-- Work instruction A --
In the New Mexico passage, how many new nuclear plants did Sen. McCain say should be built nationwide?
-- Work instruction B --
Why does the New Mexico passage say the state already carries a disproportionate nuclear burden? Answer in one to three sentences.

-- Exercise passage --
A State of Disenchantment

Anyone who has visited New Mexico and has seen how the setting sun caresses the Sangre de Cristo Mountains with a reddish cloak will instantly realize why this beautiful corner of the planet is called the Land of Enchantment.

But as we end this Hispanic Heritage Month, this unique state of unique Hispanic tradition is also no stranger to disenchantment in the form of Sen. John McCain's energy plans for New Mexico, which threaten to leave behind a disastrous toxic legacy.

Sen. McCain proposes to address our oil addiction (let's call it cigarettes) by switching to nuclear energy (let's call it crack). In a recent interview with CNN, Sen. McCain declared that the solution to our energy crisis, in part, hinges on building 45 new nuclear plants throughout the country. This would almost double the number of nuclear plants in the U.S. and generate some 2,000 tons of high-grade nuclear waste every year.

New Mexico already bears a disproportionate nuclear burden without the help of Sen. McCain. In the Waste Isolation Plant near Carlsbad sit hundreds of thousands of barrels full of nuclear sludge that were shipped from many parts of the country. Add to this the nuclear waste from the Trinity atomic site in Alamogordo and the Los Alamos National Laboratory.

And New Mexicans pay a high price for this nuclear burden. In 2007, the levels of nickel, a dangerous heavy metal, found in Albuquerque's underground water were 200 percent higher than allowed by state standards.

-- Given information --

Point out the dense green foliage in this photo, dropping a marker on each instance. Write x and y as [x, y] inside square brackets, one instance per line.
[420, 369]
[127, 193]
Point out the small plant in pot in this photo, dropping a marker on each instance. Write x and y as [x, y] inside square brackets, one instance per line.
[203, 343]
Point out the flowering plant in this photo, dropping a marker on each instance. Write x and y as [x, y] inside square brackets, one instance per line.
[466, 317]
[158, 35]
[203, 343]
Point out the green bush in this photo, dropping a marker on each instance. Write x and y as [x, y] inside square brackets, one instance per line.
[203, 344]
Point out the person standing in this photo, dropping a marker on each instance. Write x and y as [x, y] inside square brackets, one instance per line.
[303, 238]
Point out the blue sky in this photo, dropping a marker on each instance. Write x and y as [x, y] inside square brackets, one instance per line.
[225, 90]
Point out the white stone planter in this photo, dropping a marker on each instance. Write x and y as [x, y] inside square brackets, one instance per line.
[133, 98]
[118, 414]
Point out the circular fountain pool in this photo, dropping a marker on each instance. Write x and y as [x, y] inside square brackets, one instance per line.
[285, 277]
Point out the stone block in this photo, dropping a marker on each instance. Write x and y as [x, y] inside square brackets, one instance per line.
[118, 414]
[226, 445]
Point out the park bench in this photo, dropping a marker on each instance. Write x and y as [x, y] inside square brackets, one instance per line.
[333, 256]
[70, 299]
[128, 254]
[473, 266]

-- Exercise answer A --
45 new nuclear plants.

-- Exercise answer B --
Hundreds of thousands of barrels of nuclear sludge, shipped from many parts of the country, sit in the Waste Isolation Plant near Carlsbad. The state also holds nuclear waste from the Trinity atomic site in Alamogordo and the Los Alamos National Laboratory.